(WHAT THE EXERCISE ASKS) Can you reproduce the lines from the one containing "draw the outline of the brown cross in relief" through the one containing "241 396 L 242", changing "brown cross" to "dark cross" and leaving everything else as it is?

(Data entries)

>> Start

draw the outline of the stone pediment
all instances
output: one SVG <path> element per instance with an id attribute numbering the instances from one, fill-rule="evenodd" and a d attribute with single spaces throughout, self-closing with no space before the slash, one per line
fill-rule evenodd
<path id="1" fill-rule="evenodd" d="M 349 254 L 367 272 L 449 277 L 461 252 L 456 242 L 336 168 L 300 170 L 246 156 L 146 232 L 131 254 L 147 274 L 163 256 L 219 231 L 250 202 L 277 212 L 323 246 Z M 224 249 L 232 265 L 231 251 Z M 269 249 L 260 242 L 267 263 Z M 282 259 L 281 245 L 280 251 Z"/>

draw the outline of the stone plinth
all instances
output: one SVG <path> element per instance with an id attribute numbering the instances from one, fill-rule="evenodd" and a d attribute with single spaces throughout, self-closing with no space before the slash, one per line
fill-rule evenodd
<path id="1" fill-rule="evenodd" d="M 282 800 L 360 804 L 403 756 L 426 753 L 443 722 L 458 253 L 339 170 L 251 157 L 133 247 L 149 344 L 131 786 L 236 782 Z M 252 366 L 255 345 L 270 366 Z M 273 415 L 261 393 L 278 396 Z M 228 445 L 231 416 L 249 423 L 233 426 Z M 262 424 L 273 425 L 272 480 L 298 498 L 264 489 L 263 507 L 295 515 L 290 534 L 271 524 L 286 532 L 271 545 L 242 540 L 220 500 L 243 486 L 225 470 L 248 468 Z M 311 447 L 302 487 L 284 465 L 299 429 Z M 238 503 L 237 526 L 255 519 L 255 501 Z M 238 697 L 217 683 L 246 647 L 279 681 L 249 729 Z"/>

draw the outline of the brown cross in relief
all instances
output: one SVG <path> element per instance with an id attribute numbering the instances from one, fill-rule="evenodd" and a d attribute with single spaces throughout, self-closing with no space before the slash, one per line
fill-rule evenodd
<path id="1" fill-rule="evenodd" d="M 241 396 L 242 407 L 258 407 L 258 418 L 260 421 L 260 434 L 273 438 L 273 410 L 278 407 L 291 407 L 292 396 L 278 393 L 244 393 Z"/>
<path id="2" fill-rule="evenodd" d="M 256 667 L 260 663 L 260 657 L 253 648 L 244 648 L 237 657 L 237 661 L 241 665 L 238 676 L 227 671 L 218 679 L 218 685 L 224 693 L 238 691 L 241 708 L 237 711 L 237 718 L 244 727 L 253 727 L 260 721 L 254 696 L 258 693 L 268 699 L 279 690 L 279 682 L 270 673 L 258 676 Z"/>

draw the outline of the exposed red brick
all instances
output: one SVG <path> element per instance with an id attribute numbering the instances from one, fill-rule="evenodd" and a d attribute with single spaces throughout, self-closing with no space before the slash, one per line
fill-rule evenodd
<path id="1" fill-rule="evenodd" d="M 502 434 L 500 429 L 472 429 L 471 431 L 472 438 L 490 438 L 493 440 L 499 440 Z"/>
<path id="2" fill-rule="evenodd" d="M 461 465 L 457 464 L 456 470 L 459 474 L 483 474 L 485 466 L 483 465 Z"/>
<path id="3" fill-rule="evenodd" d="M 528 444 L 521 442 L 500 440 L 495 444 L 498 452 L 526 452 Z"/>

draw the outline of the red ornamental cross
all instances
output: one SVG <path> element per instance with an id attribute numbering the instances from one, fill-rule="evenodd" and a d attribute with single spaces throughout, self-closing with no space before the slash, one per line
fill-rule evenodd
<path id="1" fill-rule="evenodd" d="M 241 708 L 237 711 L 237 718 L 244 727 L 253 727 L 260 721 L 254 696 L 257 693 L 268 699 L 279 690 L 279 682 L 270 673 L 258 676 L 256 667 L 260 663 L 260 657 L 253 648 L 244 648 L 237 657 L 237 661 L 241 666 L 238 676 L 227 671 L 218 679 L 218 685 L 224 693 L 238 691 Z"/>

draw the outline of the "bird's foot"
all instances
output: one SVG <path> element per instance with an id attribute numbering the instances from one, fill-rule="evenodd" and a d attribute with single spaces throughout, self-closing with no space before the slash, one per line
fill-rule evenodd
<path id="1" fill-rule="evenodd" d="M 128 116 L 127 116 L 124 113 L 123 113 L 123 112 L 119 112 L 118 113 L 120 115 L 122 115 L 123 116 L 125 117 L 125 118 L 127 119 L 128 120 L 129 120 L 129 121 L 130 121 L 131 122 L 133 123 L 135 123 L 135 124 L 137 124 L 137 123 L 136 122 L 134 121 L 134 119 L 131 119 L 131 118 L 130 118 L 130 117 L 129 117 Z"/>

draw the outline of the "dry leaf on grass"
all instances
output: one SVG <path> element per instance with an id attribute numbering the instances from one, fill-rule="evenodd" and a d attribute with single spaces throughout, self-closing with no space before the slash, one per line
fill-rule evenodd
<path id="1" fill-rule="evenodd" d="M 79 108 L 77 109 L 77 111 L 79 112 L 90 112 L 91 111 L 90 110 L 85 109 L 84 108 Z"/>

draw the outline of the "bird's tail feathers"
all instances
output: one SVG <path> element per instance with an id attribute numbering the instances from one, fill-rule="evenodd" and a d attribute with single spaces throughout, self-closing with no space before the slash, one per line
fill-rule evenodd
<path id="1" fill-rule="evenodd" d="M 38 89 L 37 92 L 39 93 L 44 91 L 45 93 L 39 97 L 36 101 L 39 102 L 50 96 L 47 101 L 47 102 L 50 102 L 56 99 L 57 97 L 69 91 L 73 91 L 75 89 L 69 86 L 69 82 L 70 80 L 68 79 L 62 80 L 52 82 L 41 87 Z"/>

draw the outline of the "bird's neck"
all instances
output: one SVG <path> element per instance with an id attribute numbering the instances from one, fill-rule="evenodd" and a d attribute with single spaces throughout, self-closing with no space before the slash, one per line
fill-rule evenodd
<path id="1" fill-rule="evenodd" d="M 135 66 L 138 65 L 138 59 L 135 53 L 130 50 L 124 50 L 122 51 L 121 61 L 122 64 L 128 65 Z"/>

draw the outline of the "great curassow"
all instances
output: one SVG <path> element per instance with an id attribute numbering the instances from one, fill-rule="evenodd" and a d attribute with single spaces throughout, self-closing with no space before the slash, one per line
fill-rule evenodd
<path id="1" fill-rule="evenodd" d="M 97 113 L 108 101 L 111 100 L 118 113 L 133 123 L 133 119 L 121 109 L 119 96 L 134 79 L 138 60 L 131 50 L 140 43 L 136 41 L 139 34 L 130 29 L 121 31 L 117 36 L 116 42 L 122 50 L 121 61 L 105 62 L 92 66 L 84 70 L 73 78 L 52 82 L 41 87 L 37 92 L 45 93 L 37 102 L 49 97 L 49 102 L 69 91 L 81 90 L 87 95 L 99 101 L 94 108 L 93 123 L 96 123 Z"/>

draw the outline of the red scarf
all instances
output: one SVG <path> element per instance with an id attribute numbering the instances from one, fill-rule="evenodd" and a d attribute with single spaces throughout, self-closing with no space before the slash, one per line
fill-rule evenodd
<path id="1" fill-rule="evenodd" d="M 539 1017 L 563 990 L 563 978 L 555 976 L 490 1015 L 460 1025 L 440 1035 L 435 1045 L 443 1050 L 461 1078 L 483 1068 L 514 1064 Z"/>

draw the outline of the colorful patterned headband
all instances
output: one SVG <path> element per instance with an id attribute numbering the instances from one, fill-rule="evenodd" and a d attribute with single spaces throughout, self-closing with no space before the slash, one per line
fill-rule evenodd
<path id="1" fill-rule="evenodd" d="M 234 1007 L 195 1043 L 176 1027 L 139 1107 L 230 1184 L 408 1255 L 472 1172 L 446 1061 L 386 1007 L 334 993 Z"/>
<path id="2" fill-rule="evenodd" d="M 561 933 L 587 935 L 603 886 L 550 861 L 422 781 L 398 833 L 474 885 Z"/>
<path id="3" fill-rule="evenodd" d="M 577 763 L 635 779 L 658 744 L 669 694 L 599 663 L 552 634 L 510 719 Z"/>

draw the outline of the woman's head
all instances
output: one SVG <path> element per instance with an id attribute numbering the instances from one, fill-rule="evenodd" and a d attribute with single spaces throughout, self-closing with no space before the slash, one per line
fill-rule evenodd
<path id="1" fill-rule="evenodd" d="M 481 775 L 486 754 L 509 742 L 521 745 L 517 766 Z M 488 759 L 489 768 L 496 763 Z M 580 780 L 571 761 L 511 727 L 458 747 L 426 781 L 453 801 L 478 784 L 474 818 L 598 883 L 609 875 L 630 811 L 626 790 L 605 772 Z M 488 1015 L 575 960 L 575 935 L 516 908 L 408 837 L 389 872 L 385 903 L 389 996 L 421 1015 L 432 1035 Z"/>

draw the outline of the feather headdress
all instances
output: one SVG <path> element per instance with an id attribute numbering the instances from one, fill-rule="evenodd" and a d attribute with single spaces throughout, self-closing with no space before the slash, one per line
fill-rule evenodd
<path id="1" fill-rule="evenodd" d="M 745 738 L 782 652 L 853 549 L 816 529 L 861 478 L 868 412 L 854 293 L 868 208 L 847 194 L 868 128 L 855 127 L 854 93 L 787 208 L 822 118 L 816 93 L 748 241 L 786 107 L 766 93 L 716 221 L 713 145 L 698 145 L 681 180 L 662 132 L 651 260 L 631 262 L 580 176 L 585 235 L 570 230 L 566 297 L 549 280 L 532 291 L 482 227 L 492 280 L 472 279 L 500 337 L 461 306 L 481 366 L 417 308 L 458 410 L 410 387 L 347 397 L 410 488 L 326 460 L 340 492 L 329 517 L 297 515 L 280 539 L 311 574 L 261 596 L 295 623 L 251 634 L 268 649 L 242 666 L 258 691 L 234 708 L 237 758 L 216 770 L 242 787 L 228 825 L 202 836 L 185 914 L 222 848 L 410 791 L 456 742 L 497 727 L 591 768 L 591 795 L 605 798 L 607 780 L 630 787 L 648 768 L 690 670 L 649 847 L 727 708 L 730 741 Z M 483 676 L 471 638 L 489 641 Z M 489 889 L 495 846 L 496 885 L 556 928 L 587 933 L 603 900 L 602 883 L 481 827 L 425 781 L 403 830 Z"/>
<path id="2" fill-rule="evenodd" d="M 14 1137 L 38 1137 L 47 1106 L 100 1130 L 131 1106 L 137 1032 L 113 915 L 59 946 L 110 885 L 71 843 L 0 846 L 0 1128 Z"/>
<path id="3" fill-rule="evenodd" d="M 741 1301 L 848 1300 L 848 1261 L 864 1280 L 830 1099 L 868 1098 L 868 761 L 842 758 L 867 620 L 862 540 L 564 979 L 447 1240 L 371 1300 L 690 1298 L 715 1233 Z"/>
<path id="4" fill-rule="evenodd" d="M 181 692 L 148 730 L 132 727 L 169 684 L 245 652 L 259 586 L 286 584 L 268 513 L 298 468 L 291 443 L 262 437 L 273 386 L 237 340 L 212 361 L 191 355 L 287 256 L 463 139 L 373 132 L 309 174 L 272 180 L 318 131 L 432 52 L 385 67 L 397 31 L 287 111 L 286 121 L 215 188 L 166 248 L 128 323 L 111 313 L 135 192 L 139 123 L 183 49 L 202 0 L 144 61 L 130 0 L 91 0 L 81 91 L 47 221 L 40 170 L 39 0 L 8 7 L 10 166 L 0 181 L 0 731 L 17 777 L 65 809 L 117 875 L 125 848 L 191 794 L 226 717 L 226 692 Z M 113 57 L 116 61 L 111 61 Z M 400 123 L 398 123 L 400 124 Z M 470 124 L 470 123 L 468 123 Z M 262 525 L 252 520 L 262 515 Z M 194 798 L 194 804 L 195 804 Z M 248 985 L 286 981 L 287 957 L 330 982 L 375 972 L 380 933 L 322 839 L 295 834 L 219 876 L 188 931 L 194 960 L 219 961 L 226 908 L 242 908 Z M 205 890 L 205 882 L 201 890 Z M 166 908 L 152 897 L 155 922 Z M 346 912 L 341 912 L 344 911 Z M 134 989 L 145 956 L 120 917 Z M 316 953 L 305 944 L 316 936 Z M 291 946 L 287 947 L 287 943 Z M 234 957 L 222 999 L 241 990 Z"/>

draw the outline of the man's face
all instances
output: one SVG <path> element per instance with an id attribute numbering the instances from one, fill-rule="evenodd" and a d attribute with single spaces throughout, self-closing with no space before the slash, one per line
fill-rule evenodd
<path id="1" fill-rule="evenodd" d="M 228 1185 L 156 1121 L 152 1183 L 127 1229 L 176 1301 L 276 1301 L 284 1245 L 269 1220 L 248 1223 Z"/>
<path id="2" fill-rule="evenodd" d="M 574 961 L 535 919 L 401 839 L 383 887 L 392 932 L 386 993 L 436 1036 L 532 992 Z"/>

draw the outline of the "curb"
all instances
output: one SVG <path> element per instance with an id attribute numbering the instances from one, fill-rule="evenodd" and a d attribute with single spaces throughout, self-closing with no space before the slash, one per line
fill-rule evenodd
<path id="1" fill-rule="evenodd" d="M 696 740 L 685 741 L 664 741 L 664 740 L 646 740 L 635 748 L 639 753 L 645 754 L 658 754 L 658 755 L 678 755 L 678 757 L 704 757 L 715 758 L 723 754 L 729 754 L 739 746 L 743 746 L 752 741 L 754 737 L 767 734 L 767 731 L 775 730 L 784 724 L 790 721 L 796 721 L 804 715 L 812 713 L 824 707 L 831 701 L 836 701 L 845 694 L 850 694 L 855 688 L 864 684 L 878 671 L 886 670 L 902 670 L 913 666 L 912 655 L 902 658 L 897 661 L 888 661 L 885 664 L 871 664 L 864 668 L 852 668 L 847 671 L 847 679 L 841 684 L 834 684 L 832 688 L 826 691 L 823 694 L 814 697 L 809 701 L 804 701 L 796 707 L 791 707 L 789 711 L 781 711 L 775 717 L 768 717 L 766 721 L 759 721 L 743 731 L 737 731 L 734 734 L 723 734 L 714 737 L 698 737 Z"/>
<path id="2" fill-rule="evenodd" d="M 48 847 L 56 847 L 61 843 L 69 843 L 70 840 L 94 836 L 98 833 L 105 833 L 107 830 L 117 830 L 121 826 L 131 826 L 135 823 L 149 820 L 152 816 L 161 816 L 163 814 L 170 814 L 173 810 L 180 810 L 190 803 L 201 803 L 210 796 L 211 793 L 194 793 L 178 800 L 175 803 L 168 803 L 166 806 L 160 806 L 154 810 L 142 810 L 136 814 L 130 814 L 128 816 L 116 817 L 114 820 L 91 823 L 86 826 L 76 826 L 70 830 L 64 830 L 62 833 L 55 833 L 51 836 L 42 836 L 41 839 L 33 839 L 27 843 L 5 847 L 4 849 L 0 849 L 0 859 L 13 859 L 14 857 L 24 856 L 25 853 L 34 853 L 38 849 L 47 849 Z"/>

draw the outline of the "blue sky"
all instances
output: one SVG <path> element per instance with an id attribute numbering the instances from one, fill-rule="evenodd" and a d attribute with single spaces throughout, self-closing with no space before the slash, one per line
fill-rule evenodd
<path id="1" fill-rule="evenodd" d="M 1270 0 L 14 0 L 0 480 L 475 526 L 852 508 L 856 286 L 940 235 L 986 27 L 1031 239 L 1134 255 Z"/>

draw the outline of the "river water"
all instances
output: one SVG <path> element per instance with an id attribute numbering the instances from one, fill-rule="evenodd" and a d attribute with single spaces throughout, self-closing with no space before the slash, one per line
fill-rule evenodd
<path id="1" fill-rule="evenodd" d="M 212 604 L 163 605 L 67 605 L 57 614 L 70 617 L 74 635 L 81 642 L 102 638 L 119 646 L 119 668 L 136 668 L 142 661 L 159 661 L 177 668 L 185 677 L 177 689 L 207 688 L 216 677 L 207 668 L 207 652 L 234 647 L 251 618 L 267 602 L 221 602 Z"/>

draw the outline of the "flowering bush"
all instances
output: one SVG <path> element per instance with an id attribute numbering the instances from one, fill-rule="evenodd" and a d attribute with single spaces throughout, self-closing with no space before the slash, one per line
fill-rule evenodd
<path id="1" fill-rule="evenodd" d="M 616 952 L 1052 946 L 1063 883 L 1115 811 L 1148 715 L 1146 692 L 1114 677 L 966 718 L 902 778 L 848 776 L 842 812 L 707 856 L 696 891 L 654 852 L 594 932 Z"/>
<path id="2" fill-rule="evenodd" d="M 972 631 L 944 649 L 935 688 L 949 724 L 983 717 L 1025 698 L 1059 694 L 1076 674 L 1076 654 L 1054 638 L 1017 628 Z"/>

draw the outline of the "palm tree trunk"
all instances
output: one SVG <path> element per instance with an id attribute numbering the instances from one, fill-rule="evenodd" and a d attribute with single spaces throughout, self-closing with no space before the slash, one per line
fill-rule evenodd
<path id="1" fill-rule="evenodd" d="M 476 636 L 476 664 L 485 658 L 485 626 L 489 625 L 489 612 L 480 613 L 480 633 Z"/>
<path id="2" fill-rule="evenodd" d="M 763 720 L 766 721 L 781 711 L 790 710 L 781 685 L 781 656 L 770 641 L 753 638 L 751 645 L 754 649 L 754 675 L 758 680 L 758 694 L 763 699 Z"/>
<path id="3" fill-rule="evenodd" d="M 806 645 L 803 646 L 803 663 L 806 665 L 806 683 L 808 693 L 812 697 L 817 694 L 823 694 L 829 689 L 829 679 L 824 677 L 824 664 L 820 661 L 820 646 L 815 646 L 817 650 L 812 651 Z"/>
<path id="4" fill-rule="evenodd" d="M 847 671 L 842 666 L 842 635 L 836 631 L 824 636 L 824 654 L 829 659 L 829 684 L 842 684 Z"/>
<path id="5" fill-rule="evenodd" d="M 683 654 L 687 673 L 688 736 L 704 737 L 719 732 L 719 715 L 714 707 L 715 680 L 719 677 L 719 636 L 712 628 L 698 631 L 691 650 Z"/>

>> End

(EXPECTED OUTPUT)
draw the outline of the dark cross in relief
all instances
output: one SVG <path> element per instance with an id attribute numbering the instances from one, fill-rule="evenodd" and a d attribute with single spaces throughout, self-closing with no space before the slash, one per line
fill-rule evenodd
<path id="1" fill-rule="evenodd" d="M 241 396 L 242 407 L 258 407 L 258 418 L 260 421 L 260 434 L 273 438 L 273 410 L 278 407 L 291 407 L 292 396 L 278 393 L 244 393 Z"/>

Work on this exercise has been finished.